TASK DESCRIPTION: Reproduce each line of the material exactly, minus any picture.

EXCERPTED DATA:
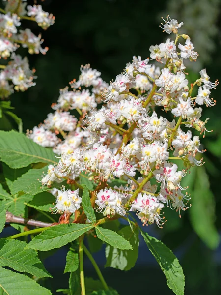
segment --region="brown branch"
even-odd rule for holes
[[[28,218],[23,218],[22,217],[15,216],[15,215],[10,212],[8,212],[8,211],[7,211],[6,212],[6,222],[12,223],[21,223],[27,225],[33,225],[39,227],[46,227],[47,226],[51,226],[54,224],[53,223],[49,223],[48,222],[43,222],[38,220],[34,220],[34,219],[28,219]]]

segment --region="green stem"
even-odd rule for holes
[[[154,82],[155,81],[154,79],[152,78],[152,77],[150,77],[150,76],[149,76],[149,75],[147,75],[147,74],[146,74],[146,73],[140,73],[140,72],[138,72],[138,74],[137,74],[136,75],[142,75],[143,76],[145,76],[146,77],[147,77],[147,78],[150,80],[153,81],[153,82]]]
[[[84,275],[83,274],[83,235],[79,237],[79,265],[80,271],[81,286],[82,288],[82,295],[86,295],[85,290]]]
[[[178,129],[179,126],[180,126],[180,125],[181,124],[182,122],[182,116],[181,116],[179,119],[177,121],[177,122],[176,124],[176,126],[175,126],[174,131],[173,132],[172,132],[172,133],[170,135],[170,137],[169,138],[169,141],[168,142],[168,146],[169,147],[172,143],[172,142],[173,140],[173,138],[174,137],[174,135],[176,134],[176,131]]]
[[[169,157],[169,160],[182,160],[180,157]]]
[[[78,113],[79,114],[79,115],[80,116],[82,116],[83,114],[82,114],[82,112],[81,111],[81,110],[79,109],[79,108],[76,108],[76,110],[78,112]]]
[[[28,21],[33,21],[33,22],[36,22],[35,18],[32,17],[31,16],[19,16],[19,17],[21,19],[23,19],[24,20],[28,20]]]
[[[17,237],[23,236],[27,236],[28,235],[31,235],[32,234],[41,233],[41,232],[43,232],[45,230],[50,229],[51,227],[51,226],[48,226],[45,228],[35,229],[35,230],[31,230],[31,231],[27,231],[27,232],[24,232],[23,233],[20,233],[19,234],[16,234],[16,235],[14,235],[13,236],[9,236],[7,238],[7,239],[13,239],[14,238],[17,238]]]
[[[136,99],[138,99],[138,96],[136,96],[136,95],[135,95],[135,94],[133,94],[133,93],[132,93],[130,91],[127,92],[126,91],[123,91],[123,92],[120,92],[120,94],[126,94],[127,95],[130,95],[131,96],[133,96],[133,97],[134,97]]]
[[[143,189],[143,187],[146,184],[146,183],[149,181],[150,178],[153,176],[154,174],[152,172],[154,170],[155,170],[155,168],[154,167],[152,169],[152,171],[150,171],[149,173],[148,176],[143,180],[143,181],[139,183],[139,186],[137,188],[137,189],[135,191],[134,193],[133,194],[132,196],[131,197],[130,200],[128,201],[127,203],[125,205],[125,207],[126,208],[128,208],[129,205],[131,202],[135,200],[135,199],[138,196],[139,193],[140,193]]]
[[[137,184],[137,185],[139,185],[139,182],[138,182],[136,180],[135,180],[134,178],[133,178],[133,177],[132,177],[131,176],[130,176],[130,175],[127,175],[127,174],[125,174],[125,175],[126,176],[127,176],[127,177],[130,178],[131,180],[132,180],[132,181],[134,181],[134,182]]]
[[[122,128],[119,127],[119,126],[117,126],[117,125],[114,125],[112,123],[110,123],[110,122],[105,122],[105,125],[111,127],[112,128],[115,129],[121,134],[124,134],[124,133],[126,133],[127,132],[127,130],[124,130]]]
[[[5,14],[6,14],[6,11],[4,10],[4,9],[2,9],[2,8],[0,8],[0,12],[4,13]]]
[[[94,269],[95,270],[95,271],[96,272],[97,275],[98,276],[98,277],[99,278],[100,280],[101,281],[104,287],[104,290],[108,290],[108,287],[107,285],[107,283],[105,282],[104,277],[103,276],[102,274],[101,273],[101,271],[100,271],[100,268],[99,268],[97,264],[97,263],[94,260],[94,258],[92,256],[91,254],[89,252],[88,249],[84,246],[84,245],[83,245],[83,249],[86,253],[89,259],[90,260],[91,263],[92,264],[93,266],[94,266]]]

OUTPUT OF THE EXERCISE:
segment --region="brown branch"
even-odd rule for holes
[[[28,218],[23,218],[22,217],[15,216],[15,215],[10,212],[8,212],[8,211],[7,211],[6,212],[6,222],[12,223],[21,223],[27,225],[33,225],[39,227],[46,227],[47,226],[51,226],[54,224],[53,223],[49,223],[48,222],[43,222],[38,220],[34,220],[34,219],[28,219]]]

segment --region="green stem"
even-odd rule for holes
[[[154,82],[155,81],[154,79],[152,78],[152,77],[150,77],[150,76],[149,76],[149,75],[147,75],[147,74],[146,74],[146,73],[140,73],[140,72],[138,72],[138,74],[137,74],[136,75],[142,75],[143,76],[145,76],[146,77],[147,77],[147,78],[150,80],[153,81],[153,82]]]
[[[84,275],[83,274],[83,235],[79,237],[79,265],[80,271],[81,286],[82,288],[82,295],[86,295],[85,290]]]
[[[178,129],[179,126],[180,126],[180,125],[181,124],[182,122],[182,116],[181,116],[179,119],[177,121],[177,122],[176,124],[176,126],[175,126],[174,131],[173,132],[172,132],[172,133],[170,135],[170,137],[169,138],[169,141],[168,142],[168,146],[169,147],[172,143],[172,142],[173,140],[173,138],[174,137],[174,135],[176,134],[176,131]]]
[[[169,157],[169,160],[182,160],[180,157]]]
[[[78,113],[79,114],[79,115],[80,116],[82,116],[83,114],[82,114],[82,112],[81,111],[81,110],[79,109],[79,108],[76,108],[76,110],[78,112]]]
[[[28,21],[33,21],[33,22],[36,22],[35,18],[32,17],[31,16],[19,16],[19,17],[21,19],[23,19],[24,20],[28,20]]]
[[[17,237],[23,236],[27,236],[28,235],[31,235],[32,234],[41,233],[41,232],[43,232],[45,230],[50,229],[51,227],[51,226],[48,226],[45,228],[35,229],[35,230],[31,230],[31,231],[27,231],[27,232],[24,232],[23,233],[20,233],[19,234],[16,234],[16,235],[14,235],[13,236],[9,236],[7,238],[7,239],[13,239],[14,238],[17,238]]]
[[[136,99],[138,99],[138,96],[136,96],[136,95],[135,95],[135,94],[133,94],[133,93],[132,93],[130,91],[127,92],[126,91],[123,91],[123,92],[120,92],[120,94],[126,94],[127,95],[130,95],[131,96],[133,96],[133,97],[134,97]]]
[[[143,189],[143,187],[146,184],[146,183],[149,181],[150,178],[153,176],[154,174],[152,172],[154,170],[155,170],[155,168],[154,167],[152,169],[152,171],[150,171],[149,173],[148,176],[143,180],[143,181],[139,183],[139,186],[137,188],[137,189],[135,191],[134,193],[133,194],[132,196],[131,197],[130,200],[128,201],[127,203],[125,205],[125,207],[126,208],[128,208],[129,205],[131,202],[135,200],[135,199],[138,196],[139,193],[140,193]]]
[[[137,184],[137,185],[139,185],[139,182],[138,182],[136,180],[135,180],[134,178],[133,178],[133,177],[132,177],[131,176],[130,176],[130,175],[127,175],[127,174],[125,174],[125,175],[126,176],[127,176],[127,177],[130,178],[131,180],[132,180],[132,181],[134,181],[134,182]]]
[[[122,128],[119,127],[119,126],[117,126],[117,125],[114,125],[112,123],[110,123],[110,122],[105,122],[105,125],[111,127],[112,128],[115,129],[121,134],[124,134],[124,133],[126,133],[127,132],[127,130],[124,130]]]
[[[5,14],[6,14],[6,11],[4,10],[4,9],[2,9],[2,8],[0,8],[0,12],[4,13]]]
[[[94,269],[95,270],[95,271],[96,272],[97,275],[98,276],[98,277],[99,278],[100,280],[101,281],[104,287],[104,290],[108,290],[108,287],[107,285],[107,283],[105,282],[104,277],[103,276],[102,274],[101,273],[101,271],[100,271],[100,268],[99,268],[97,264],[97,263],[94,260],[94,258],[92,256],[91,254],[89,252],[88,249],[84,246],[84,245],[83,245],[83,249],[86,253],[89,259],[90,260],[91,263],[92,264],[93,266],[94,266]]]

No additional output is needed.